• Task instructions:
Rewrite each line of the listing below with "thickest part" changed to "widest part" and everything else kept as it is, leaving the pictures out.

────────────────────

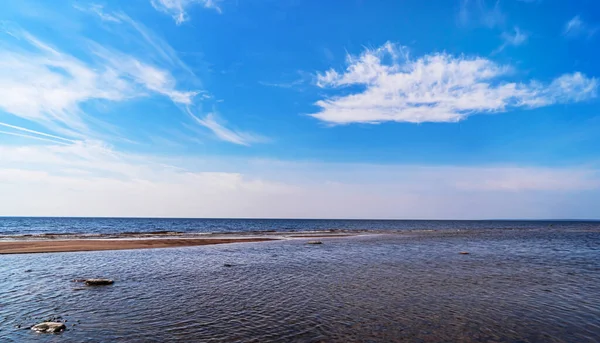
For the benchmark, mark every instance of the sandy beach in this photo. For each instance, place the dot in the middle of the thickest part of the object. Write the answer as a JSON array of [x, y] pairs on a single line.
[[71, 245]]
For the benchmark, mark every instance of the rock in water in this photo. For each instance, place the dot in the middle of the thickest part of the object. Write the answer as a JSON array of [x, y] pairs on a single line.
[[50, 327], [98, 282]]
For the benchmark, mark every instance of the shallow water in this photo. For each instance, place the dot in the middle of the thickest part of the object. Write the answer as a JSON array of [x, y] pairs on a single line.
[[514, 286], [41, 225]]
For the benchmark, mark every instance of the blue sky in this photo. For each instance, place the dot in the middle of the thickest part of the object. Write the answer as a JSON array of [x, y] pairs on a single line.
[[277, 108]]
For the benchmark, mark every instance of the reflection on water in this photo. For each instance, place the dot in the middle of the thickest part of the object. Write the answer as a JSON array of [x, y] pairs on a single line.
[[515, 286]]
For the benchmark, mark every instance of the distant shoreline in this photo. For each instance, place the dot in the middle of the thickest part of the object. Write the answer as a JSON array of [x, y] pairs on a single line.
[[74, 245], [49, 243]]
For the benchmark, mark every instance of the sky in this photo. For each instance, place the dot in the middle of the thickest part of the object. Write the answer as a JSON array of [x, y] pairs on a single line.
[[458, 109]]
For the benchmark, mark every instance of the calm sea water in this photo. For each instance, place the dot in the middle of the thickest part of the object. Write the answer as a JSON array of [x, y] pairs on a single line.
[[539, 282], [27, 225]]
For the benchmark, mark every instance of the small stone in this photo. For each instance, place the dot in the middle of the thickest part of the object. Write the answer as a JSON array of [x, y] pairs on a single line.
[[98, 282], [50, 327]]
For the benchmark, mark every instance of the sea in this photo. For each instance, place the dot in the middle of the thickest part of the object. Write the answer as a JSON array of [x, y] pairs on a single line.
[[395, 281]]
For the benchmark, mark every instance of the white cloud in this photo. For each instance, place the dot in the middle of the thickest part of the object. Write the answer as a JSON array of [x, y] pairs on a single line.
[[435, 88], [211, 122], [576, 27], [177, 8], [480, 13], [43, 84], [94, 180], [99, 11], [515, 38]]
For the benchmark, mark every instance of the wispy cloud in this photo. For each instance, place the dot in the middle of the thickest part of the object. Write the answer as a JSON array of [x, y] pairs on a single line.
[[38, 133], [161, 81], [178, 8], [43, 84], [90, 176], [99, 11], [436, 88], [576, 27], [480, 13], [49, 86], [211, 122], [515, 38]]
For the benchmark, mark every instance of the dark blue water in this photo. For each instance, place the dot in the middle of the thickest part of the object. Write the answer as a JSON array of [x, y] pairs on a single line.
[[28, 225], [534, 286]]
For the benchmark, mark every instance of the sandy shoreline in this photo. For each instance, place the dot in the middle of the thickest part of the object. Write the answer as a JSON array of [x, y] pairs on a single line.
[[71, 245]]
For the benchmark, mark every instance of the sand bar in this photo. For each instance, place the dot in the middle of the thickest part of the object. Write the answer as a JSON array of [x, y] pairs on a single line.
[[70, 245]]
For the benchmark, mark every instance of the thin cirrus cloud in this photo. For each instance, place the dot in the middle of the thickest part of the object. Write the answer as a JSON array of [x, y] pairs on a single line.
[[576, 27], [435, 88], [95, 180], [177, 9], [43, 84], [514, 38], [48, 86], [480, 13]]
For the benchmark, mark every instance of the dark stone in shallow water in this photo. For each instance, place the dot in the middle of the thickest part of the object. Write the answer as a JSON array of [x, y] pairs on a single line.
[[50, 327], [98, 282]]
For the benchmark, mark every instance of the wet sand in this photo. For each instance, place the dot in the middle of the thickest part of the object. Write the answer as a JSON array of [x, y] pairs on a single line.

────────────────────

• Response to the task:
For the benchmark, mark every instance of the sandy beach in this photo. For each instance, place the dot in the middle of the widest part of the object. Write the answer as a JSON array of [x, y] pairs on a single line.
[[71, 245]]
For the benchmark, mark every instance of the rock in water in this photo. For each instance, place the dot in the middle of the widest part of the object. Write the answer as a JSON array of [x, y] pairs on a single line.
[[50, 327], [98, 282]]
For the benchmark, mark every instance of the shallow water in this photo. For each instance, place the dot in the middle of the widest part of the object. Write the answer as a JSON array of [x, y] pairs on a single line.
[[514, 286], [41, 225]]
For the benchmark, mark every instance of the blue sky in this photo. For each instance, place the dot in the middle of the widest part of the object. Write the answer as a JSON array of [x, y] pairs on a single line.
[[277, 108]]
For the benchmark, mark every instance of the reflection on water in this photo. For each instance, place the dot in the middle of the widest part of the object. Write the answer as a JSON array of [x, y] pairs on a single line.
[[515, 286]]
For the benchmark, mark every instance of the distant shoreline in this photo. For each instance, place the dot in the middle of the widest part of the object. Write the answer as a JSON array of [x, y] pairs on a single line.
[[74, 245], [49, 243]]
For the benchmark, mark every instance of the sky in this photo. For each instance, place the dot in the middle of the widest part of the object. Write the answer as a JSON array of [x, y] pairs on a single line.
[[458, 109]]
For the benchmark, mark every instance of the calm sea water in this photo. For each instance, place the dot in the middle of the widest part of the object. Write the answer as a JSON array of [x, y] pairs on a single line.
[[539, 282], [27, 225]]
For the benchmark, mark every instance of the small stone in this photo. For each instance, place the dot in the middle of the widest part of the object. Write the answer as a JSON array of [x, y] pairs on a single line.
[[98, 282], [50, 327]]
For the benchmark, mark every instance of the sea in this photo. For each instance, place the dot in the middle of the widest part of the object. Write the answer as a JSON array of [x, y] pairs on a single line.
[[395, 281]]
For the benchmark, mark every instance of the white cloud in this photo. For each instance, place the dot in the middle of the widest part of the object. Write the answer as a JSON array of [x, y] pairs on a single line.
[[435, 88], [211, 122], [576, 27], [177, 8], [480, 13], [43, 84], [94, 180], [99, 11], [515, 38]]
For the benchmark, mark every instance of the wispy cloud in this photo. For each instance, place the dot in the middle of the widest part of the object. Write the answer as a JSON array of [x, y] pairs on a single line.
[[38, 133], [161, 81], [178, 8], [43, 84], [90, 176], [99, 11], [436, 88], [576, 27], [480, 13], [49, 86], [211, 122], [515, 38]]
For the benchmark, mark every instance of the dark blue water in this photo. For each instance, place the dot in the middle of the widest part of the object. Write the answer as a JSON array of [x, y] pairs on a single line.
[[28, 225], [534, 286]]
For the benchmark, mark every instance of the sandy shoreline in this photo. For each instance, place the dot in the middle of the widest part of the object. Write the answer as a JSON array of [x, y] pairs on a single line.
[[71, 245]]
For the benchmark, mark every instance of the sand bar in this photo. For each instance, place the dot in the middle of the widest part of the object. Write the answer as a JSON array of [x, y] pairs on a single line.
[[70, 245]]
For the benchmark, mark every instance of the thin cirrus cloud in this photo. For each instance, place the dot in the middle of the widest part of the object. Write the answer as a JSON array of [x, y] pairs on a single line.
[[576, 27], [435, 88], [95, 180], [177, 9], [43, 84], [514, 38], [48, 86], [480, 13]]
For the benchmark, mark every instance of the dark stone in shallow water in this photo. For each instance, place the dot in the middle of the widest part of the object. Write the answer as a JSON array of [x, y] pairs on a single line.
[[50, 327], [98, 282]]
For the benchmark, mark every instance of the wet sand in this photo. For each instance, place the dot in the middle of the widest part of the object. Write the answer as a JSON array of [x, y] pairs on a single line.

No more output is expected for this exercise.